* [Data]

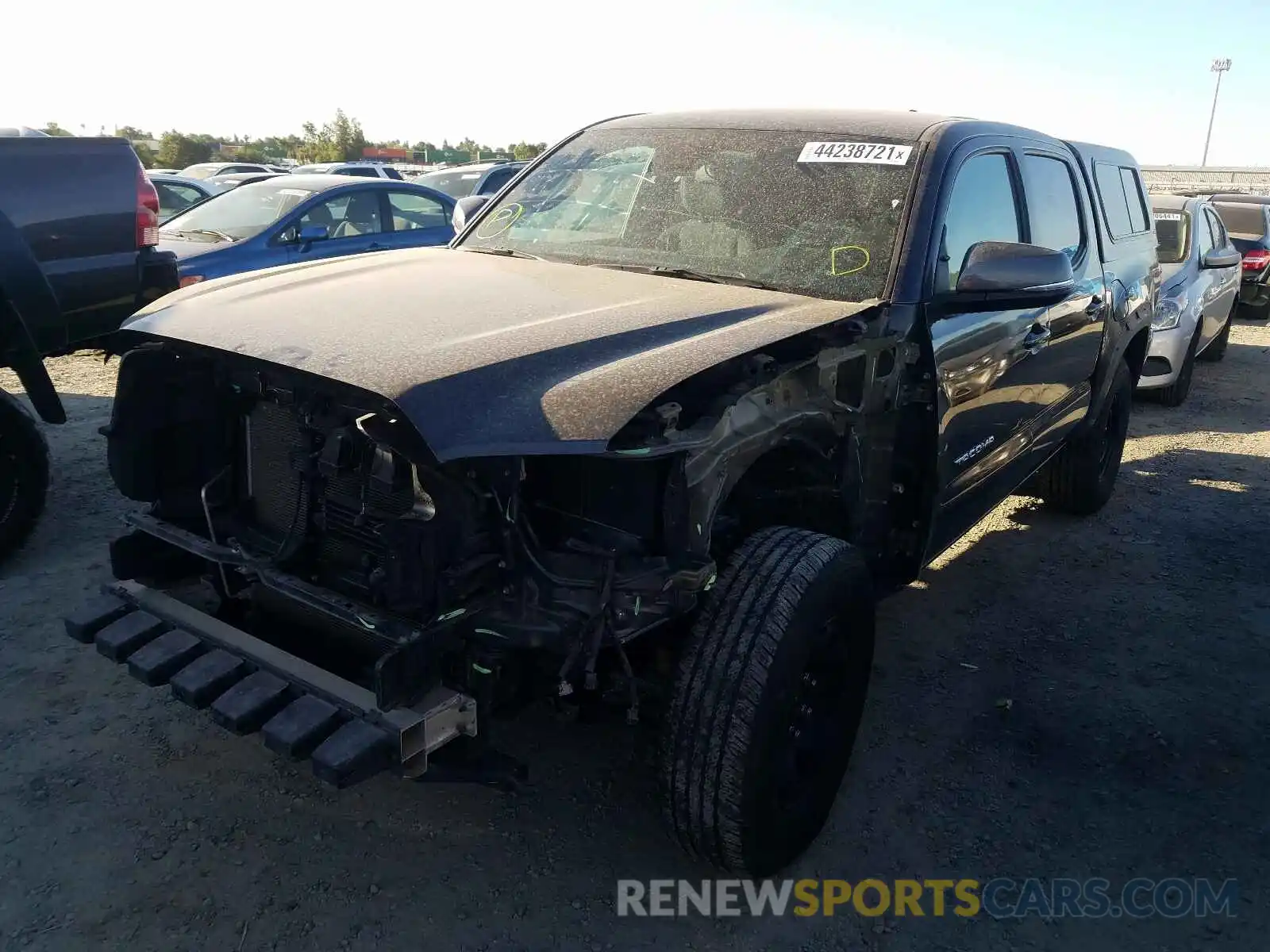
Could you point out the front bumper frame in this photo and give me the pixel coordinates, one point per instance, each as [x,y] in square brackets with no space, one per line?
[304,711]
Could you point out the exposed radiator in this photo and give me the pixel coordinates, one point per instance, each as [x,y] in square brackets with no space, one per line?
[273,438]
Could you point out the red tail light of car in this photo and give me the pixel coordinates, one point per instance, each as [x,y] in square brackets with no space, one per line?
[1257,259]
[148,211]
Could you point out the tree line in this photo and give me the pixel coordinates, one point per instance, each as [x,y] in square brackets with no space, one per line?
[340,140]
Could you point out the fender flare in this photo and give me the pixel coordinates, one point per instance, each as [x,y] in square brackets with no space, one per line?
[25,291]
[1122,332]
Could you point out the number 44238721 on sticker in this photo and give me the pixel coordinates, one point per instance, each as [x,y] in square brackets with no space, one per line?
[873,152]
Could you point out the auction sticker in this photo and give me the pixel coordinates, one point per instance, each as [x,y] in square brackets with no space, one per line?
[872,152]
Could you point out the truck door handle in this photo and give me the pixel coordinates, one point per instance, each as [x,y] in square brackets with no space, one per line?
[1038,336]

* [What is expected] With pictures excluded, the material is to be written out exactly as given.

* [Written solution]
Could you point out the front bumper frame in this photo and give me the pixel coordinates, one point per instance, each as [x,y] in square brackets with no space, one per line?
[304,711]
Could you point out the exposed radiator in this photo and give me the pixel coordinates, one point per instance, each as [x,y] in square brackets with no space, one per line?
[273,438]
Could you point out the red tail light of car in this photo and give me the pixel coordinates, one point per instance, each as [x,y] in square brackets with no space, one per line?
[1257,259]
[148,211]
Could you point out the tree line in this photo and give me the pixel coordinates, one point per instance, each as [x,y] in square brackets with no space, one per line?
[340,140]
Could you point out the fender flare in this photo and give me the pixel coordinates, one point per instance, each as [x,y] in square brackets with no space, one per line?
[25,291]
[1122,332]
Could you point out the number 44238721 on sticker in this photo and give me the pixel coordinates, one point per instance, each as [x,y] in square brackets with no space, one per line?
[873,152]
Could you point out the auction sticker in this photo and give me the pixel coordinates, one point per instance, each as [x,y] in square brackets with no space, one per line?
[872,152]
Could you point out the truck door handle in this photo and give me the pixel coordinates, one point per instance, each as [x,y] in square brackets with no space, one per line?
[1038,336]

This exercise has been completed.